REQUIRED ACTIONS:
**A.** In the forum thread about starting Clomid, translate this sentence into Spanish: "I'm sorry this has happened to you."
**B.** In the forum thread about starting Clomid, for how many days did roxychick121 take the clomid?
**C.** Repeat the part of the forum thread about starting Clomid starting with "ive just taken" and going on through "a good sign??".

EXERCISE PASSAGE:
⁂

# just started clomid



## roxychick121 (Aug 2, 2008)

hey everyone

ive just taken my first lot of clomid 50mg, unfortunately my lil body not taking to it to well started it 18days ago, took it for six days  was sick last week and this week got very bad cramp pains and fainted last night so ended up in casualty as my stomach was all swollen too. Got a few examination and ive overstimulated the ovaries and womb is swollen. Although they did see some making of follies so isnt that a good sign?? 


Hows everyone else doing?


----------



## cleg (Jun 27, 2006)

hi there + welcome to the clomid/tamoxifen board, you did post in the OI section so i moved your post here so it wasnt missed

there is a thread where the girls get together for chit chat ~ http://www.fertilityfriends.co.uk/forum/index.php?topic=149467.300 go ahead + join then they will be glad to meet you + help where they can, scout round the board as we ahve some useful info on here + dont forget that we have a search tool which is very helpful 

xxx


----------



## Heluerto (Aug 5, 2008)

I'm starting Clomid for the first time today and they did say that if you get those sort of effects to get to hospital straight away.  I'm sorry this has happened to you.

I'm hoping my body can handle it - only time will tell.

⁂

PROVIDED RECORDS:
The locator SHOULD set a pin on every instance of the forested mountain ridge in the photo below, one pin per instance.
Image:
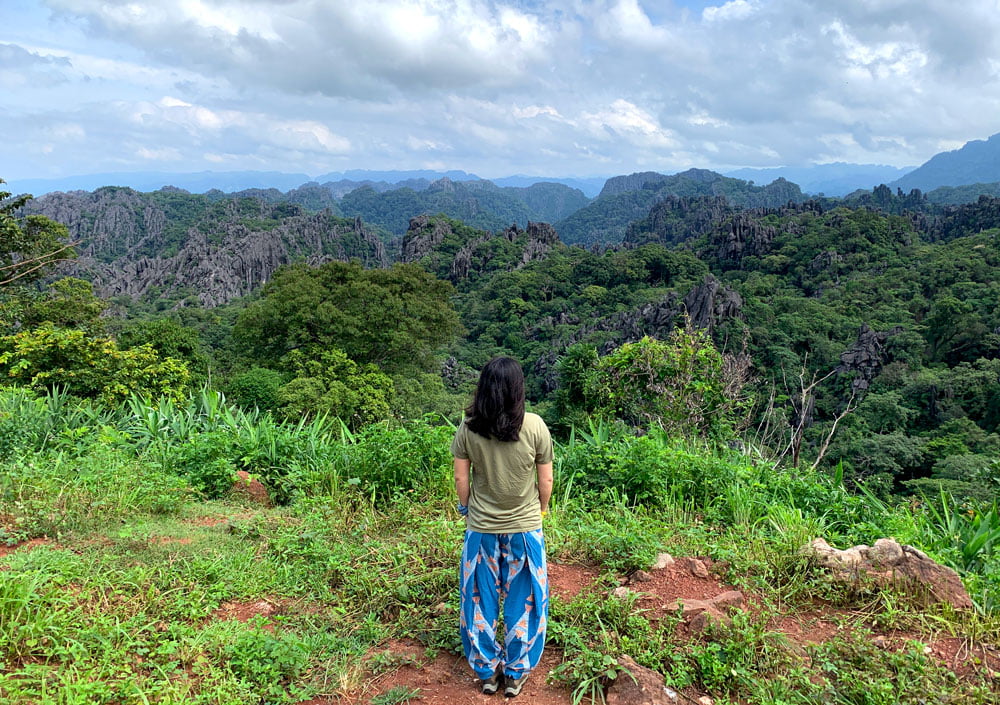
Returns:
(628, 198)
(888, 298)
(975, 162)
(170, 244)
(480, 204)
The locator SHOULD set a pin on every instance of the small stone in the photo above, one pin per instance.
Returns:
(731, 599)
(663, 560)
(638, 685)
(688, 607)
(709, 619)
(641, 576)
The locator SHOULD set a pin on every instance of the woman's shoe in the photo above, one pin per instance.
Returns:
(514, 686)
(492, 684)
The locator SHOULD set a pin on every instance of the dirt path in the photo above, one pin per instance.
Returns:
(447, 680)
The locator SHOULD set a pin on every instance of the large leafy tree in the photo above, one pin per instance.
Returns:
(87, 366)
(394, 318)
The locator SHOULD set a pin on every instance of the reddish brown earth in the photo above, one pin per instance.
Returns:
(244, 611)
(448, 680)
(24, 545)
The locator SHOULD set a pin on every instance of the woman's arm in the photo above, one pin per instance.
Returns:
(544, 485)
(462, 466)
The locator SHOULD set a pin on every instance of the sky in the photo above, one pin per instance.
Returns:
(561, 88)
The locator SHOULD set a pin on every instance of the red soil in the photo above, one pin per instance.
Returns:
(448, 680)
(24, 545)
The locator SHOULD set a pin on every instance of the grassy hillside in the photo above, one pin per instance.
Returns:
(150, 585)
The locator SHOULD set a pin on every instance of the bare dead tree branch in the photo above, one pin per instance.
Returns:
(39, 258)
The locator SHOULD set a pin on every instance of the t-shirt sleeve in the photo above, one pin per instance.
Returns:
(543, 445)
(458, 448)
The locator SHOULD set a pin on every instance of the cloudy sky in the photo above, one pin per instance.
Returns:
(561, 88)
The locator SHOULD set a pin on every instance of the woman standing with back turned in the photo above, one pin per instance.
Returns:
(503, 476)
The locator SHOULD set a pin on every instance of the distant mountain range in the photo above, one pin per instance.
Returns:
(978, 162)
(837, 179)
(233, 181)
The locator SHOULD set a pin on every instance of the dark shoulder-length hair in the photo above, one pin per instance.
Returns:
(497, 408)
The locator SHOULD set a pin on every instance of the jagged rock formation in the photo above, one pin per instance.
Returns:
(709, 302)
(677, 219)
(217, 251)
(706, 305)
(423, 236)
(865, 358)
(889, 564)
(456, 252)
(744, 235)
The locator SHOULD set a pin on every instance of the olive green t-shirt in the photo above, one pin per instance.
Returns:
(503, 496)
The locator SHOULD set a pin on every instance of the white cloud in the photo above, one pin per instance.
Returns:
(730, 12)
(498, 86)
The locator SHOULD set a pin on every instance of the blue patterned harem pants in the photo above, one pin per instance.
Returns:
(512, 566)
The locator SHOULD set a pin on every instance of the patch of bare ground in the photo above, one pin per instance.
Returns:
(23, 546)
(161, 540)
(245, 610)
(567, 580)
(208, 521)
(448, 680)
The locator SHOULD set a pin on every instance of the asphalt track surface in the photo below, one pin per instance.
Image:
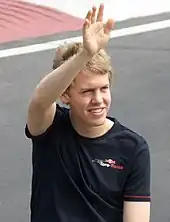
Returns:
(141, 101)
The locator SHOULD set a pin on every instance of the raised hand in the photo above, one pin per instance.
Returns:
(96, 34)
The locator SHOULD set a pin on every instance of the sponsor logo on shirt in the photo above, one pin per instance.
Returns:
(109, 163)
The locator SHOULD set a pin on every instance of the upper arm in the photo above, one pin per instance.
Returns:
(136, 211)
(39, 119)
(137, 188)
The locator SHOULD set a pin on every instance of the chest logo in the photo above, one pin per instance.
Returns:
(108, 163)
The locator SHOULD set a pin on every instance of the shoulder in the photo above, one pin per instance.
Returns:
(61, 119)
(129, 139)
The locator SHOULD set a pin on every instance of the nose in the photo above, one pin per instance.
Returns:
(97, 97)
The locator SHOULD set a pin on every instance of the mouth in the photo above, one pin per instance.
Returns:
(97, 111)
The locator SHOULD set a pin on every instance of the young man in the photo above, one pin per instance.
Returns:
(86, 165)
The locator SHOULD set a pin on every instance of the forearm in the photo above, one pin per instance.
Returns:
(55, 83)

⁂

ANSWERS GIVEN:
**A.** Siento que te haya pasado esto.

**B.** Six days.

**C.**
ive just taken my first lot of clomid 50mg, unfortunately my lil body not taking to it to well started it 18days ago, took it for six days  was sick last week and this week got very bad cramp pains and fainted last night so ended up in casualty as my stomach was all swollen too. Got a few examination and ive overstimulated the ovaries and womb is swollen. Although they did see some making of follies so isnt that a good sign??